- [Task prompt] Identify each line of the material below that contains the string "muddy" and copy those lines in full. Matching is case-sensitive.

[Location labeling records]
■ ■ ■ ■ ■
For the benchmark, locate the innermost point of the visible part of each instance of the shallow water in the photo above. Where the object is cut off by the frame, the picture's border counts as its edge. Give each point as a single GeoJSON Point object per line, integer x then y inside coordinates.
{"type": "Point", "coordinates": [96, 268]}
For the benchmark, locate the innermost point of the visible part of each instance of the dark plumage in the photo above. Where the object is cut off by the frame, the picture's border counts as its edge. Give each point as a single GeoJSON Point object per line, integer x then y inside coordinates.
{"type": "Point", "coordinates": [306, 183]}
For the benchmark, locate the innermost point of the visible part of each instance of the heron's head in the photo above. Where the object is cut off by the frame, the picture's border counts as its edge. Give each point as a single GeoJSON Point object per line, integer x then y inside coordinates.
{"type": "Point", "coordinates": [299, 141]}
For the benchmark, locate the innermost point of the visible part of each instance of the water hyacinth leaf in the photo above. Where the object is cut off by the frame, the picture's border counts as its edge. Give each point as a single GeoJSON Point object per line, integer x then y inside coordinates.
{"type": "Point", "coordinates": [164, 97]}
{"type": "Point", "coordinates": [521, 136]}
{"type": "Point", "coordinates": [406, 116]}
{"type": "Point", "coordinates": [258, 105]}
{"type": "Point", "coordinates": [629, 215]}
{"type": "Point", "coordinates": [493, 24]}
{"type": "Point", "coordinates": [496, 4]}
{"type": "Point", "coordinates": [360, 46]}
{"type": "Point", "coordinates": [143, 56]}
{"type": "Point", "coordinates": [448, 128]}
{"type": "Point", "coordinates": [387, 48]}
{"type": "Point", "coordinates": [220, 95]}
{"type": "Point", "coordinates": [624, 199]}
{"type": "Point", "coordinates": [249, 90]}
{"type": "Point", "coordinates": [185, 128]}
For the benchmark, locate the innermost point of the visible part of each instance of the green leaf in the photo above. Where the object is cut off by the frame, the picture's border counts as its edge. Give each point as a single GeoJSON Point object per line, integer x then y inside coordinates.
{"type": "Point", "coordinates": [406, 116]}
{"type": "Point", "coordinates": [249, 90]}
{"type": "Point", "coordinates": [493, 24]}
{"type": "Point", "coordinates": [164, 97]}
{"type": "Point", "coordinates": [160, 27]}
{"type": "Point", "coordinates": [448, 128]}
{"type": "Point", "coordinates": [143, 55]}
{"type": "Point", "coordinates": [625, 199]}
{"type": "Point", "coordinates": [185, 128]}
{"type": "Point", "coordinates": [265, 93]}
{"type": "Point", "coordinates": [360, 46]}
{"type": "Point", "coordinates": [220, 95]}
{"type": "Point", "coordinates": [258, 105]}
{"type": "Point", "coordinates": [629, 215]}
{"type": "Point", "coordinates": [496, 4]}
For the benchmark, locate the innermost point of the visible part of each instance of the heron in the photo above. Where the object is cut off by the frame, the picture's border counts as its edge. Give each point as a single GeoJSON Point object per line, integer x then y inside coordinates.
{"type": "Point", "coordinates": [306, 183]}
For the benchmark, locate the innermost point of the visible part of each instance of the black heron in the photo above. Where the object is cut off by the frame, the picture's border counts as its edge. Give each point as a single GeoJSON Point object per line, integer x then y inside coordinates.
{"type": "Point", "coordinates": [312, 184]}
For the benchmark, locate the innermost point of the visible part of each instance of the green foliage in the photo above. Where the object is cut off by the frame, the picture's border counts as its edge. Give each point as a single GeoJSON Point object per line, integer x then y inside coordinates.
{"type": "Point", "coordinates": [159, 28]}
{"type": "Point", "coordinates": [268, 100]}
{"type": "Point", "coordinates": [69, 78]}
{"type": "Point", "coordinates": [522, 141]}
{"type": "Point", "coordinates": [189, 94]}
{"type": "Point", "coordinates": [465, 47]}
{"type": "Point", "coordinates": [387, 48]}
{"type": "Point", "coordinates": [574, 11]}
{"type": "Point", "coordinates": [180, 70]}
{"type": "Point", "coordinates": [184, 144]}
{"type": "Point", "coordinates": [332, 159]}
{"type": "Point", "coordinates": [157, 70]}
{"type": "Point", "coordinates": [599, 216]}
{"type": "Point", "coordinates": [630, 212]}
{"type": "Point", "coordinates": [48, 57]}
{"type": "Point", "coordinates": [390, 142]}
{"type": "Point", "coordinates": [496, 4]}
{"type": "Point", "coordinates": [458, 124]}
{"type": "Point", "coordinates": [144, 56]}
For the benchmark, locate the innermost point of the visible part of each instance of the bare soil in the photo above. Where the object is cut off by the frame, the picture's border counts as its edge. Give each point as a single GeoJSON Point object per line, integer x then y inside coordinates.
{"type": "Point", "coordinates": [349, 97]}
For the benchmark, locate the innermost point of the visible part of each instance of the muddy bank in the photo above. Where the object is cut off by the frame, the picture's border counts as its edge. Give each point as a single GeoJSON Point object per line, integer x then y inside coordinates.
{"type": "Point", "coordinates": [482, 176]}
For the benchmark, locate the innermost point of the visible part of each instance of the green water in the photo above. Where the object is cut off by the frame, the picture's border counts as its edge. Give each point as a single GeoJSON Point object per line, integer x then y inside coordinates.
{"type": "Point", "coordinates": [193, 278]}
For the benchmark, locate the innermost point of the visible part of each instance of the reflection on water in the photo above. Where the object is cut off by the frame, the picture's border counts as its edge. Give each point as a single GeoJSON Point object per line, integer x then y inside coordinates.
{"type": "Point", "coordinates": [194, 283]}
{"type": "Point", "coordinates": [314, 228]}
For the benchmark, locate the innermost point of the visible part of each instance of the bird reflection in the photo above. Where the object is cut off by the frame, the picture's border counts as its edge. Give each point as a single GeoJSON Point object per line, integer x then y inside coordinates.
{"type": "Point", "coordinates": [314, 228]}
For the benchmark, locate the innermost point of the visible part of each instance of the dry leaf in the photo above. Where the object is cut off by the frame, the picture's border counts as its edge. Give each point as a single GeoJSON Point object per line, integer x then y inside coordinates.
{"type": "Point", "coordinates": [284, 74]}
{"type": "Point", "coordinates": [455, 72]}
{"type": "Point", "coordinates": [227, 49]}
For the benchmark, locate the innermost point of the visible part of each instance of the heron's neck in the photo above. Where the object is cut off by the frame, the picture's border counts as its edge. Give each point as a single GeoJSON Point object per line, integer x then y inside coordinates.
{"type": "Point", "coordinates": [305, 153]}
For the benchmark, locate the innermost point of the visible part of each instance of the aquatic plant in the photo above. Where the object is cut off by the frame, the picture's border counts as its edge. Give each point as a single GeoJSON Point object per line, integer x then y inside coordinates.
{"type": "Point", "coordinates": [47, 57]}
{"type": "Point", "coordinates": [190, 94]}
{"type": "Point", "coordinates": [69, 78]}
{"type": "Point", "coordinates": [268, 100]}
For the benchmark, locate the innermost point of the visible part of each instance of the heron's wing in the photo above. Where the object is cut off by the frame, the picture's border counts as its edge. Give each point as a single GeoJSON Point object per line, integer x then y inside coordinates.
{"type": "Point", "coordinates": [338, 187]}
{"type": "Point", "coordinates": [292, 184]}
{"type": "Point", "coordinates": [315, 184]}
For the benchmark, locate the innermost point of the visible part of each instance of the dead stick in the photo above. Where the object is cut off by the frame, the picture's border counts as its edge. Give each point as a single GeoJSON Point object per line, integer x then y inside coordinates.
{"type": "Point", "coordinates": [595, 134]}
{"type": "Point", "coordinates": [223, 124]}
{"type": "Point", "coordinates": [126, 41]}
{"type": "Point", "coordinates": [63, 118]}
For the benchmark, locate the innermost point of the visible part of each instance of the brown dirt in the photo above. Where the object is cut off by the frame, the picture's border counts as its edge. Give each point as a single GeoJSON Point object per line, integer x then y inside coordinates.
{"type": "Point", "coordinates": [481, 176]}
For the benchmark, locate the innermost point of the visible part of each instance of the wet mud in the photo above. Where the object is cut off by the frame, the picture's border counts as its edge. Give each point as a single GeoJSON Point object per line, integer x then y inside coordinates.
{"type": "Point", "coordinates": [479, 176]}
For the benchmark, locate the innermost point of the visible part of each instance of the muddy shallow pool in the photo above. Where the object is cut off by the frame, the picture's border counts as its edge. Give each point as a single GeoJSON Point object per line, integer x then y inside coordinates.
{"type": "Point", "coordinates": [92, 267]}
■ ■ ■ ■ ■
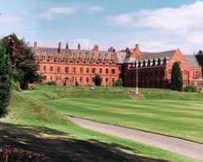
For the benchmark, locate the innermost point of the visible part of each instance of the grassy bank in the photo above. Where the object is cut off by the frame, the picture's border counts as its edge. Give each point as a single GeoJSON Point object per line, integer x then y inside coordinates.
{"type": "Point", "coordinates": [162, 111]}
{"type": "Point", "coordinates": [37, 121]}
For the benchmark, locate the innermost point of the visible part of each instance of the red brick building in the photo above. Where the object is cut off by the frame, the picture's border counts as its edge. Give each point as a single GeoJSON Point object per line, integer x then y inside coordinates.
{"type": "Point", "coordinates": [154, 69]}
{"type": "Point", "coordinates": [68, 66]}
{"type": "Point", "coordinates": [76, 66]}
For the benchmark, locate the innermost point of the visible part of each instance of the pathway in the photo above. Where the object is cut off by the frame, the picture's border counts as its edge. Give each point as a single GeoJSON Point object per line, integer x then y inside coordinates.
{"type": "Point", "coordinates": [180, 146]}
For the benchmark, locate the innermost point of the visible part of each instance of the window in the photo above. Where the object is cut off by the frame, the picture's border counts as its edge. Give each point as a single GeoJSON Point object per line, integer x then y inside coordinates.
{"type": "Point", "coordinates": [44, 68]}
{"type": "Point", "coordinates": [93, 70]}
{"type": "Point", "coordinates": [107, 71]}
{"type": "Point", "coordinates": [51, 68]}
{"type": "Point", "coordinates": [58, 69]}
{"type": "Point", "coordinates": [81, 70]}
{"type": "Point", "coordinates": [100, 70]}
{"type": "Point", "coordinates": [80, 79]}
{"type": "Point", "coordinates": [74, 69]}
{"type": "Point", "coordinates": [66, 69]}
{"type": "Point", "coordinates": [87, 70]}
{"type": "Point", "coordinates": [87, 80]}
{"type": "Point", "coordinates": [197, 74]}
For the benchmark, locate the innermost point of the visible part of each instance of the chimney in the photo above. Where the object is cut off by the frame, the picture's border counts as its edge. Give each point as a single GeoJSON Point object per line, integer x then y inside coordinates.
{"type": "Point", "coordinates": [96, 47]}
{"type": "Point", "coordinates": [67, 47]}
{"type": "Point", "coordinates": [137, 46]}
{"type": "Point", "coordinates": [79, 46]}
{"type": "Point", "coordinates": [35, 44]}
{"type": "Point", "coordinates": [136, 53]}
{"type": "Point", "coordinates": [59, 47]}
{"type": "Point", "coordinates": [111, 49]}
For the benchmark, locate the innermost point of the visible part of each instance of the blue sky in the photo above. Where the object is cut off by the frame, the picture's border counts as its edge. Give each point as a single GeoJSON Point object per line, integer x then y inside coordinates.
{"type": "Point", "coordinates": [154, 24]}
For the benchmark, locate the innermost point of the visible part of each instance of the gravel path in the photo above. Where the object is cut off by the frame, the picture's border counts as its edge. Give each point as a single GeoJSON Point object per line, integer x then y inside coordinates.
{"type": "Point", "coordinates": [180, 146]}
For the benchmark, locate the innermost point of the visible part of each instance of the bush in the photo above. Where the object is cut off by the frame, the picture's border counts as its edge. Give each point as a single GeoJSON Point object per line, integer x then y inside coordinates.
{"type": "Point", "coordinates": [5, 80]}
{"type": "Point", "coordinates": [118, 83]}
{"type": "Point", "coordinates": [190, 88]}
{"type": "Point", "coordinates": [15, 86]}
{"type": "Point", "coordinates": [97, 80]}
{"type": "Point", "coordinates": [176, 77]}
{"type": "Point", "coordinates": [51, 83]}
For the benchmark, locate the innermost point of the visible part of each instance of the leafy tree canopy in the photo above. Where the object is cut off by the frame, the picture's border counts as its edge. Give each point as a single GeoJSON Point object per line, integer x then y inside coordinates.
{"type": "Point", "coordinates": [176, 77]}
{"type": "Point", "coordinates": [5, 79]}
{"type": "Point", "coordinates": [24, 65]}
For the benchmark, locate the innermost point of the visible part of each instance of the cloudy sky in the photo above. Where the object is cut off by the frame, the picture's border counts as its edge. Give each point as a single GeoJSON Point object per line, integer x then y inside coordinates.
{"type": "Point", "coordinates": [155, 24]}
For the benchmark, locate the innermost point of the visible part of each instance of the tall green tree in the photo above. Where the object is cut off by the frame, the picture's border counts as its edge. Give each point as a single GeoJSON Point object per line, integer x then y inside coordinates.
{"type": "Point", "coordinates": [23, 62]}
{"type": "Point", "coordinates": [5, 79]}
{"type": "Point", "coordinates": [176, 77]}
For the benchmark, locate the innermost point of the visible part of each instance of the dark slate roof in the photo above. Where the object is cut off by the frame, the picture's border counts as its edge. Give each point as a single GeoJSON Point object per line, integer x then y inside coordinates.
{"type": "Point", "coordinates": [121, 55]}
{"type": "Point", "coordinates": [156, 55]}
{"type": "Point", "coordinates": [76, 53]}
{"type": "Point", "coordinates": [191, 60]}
■ ■ ■ ■ ■
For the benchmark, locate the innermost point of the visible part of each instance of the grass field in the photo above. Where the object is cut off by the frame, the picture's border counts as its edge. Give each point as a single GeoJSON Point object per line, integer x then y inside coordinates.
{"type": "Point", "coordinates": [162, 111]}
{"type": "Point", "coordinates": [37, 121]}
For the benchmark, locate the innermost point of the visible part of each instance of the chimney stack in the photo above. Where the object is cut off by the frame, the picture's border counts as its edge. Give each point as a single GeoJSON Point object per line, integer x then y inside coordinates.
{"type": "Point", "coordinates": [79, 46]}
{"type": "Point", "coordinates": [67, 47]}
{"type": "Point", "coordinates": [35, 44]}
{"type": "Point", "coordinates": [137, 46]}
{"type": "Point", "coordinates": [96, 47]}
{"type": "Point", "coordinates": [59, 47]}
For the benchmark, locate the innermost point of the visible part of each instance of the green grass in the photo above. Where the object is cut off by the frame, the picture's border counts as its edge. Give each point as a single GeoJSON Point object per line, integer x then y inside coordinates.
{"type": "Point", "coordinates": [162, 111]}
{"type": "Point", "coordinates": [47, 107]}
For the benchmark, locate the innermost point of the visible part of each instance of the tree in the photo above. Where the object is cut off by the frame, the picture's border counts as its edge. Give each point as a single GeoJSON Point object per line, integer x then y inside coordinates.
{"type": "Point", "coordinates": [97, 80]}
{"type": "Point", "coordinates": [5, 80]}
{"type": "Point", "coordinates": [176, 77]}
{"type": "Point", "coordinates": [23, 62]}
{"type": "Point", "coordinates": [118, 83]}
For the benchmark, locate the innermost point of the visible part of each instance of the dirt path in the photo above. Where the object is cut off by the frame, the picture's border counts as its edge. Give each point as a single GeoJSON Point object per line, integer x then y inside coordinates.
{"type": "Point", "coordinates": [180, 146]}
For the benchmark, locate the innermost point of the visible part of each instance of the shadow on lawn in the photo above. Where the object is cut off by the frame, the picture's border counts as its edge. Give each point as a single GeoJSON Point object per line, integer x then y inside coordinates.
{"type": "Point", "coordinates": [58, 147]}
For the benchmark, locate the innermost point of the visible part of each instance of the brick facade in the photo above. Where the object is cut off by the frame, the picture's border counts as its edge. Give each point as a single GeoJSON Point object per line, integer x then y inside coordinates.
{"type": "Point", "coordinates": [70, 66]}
■ ■ ■ ■ ■
- [Task answer]
For the benchmark, locate the innermost point of the visible part of each instance of the muddy bank in the photo above. Where the object is cut off by the frame, the picture's border counts as its edge. Give each point as a single GeoJSON Point object per line, integer x then y inside coordinates.
For the benchmark, locate the innermost point of the visible part of each instance of the muddy shallow pool in the photo above. Where the object is cut off by the frame, the picture's border counts as its edge. Give each point as a single GeoJSON Point object per line, integer x then y inside coordinates.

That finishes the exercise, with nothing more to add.